Aim -
For each statement, say yes or no to whether the description of the text-loading module agrees with it, and quote the exact words from that description that settle it. 1. The module implements five functions for capturing text data. 2. The helper function converts text data to UTF-8 encoding. 3. The `load_data_from_file` function returns each line of the file as its own string.
--- BEGIN Extract to read ---
This module is responsible for capturing and loading text data from various sources such as text files, CSV files or APIs.

Import python libraries:

In [2]:
import os
import pandas as pd
import requests
from bs4 import BeautifulSoup
from typing import List, Dict, Any
import logging

This module implements five functions for capturing text data from various sources.

- load_data_from_file(file_path: str) -> List[str]:
- load_data_from_csv(file_path: str, column_name: str) -> List[str]:
- load_data_from_web(url: str) -> List[str]:
- load_data_from_api(api_endpoint: str, params: Dict[str, Any]) -> List[str]:
- load_data_from_pubmed(api_endpoint: str, params: Dict[str, Any]) -> List[str]:

An additional helper function:

- convert_file_to_ascii_encoding(input_filename: str, output_filename: str) -> None:

can be used to convert text data from various different encodings to the Ascii encoding, which is normally supported by text processing libraries such as `nltk`.

The `load_data_from_file` function is designed to load text data from a file and return it as a list of strings, where each string represents a line from the file. This function is essential for working with textual data stored in files, which is a common scenario in data processing, machine learning, and natural language processing (NLP) tasks.
--- END Extract to read ---
--- BEGIN Extracted entries ---
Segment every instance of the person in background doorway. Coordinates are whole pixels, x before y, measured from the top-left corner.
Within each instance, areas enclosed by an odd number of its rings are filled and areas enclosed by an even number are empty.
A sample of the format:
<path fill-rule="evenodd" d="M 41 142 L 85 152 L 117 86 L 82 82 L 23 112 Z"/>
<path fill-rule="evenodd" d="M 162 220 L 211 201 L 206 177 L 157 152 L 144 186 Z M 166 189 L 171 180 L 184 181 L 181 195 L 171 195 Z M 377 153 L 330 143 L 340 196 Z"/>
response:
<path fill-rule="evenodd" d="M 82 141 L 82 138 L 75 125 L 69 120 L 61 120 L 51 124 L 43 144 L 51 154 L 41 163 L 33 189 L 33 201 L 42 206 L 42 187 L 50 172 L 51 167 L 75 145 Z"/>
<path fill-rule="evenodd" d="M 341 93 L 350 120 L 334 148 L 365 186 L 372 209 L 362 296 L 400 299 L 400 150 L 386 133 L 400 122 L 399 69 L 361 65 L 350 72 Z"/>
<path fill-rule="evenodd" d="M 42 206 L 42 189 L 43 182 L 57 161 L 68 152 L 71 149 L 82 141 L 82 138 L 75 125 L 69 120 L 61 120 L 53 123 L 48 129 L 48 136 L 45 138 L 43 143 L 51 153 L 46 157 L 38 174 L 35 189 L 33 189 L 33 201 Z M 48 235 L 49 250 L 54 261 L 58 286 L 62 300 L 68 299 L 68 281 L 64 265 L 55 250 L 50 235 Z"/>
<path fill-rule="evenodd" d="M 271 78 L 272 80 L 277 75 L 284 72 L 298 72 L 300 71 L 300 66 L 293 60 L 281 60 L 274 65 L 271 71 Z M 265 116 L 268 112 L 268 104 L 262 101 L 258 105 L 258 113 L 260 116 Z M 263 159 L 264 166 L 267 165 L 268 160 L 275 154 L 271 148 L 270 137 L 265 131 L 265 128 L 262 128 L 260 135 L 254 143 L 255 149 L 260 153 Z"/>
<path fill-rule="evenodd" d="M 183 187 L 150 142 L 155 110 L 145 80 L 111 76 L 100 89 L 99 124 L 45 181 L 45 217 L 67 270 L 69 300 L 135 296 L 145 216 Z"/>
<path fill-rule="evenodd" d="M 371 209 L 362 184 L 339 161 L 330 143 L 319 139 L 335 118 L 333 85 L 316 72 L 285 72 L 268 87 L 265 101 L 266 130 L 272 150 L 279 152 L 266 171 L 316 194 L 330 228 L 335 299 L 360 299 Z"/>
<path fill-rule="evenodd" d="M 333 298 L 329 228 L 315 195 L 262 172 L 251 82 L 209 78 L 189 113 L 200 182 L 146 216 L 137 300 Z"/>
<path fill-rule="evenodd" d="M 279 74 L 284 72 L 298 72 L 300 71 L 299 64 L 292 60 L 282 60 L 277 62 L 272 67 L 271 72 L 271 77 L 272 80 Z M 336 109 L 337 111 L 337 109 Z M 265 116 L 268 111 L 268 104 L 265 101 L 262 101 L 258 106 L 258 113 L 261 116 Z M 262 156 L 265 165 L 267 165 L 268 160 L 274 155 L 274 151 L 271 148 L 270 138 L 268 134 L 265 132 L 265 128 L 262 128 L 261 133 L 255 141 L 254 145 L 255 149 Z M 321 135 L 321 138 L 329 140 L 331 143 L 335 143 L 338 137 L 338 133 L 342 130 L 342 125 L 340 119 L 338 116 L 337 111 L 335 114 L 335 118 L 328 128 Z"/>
--- END Extracted entries ---
Answer -
1. Yes: "This module implements five functions for capturing text data from various sources."
2. No: "can be used to convert text data from various different encodings to the Ascii encoding"
3. Yes: "return it as a list of strings, where each string represents a line from the file"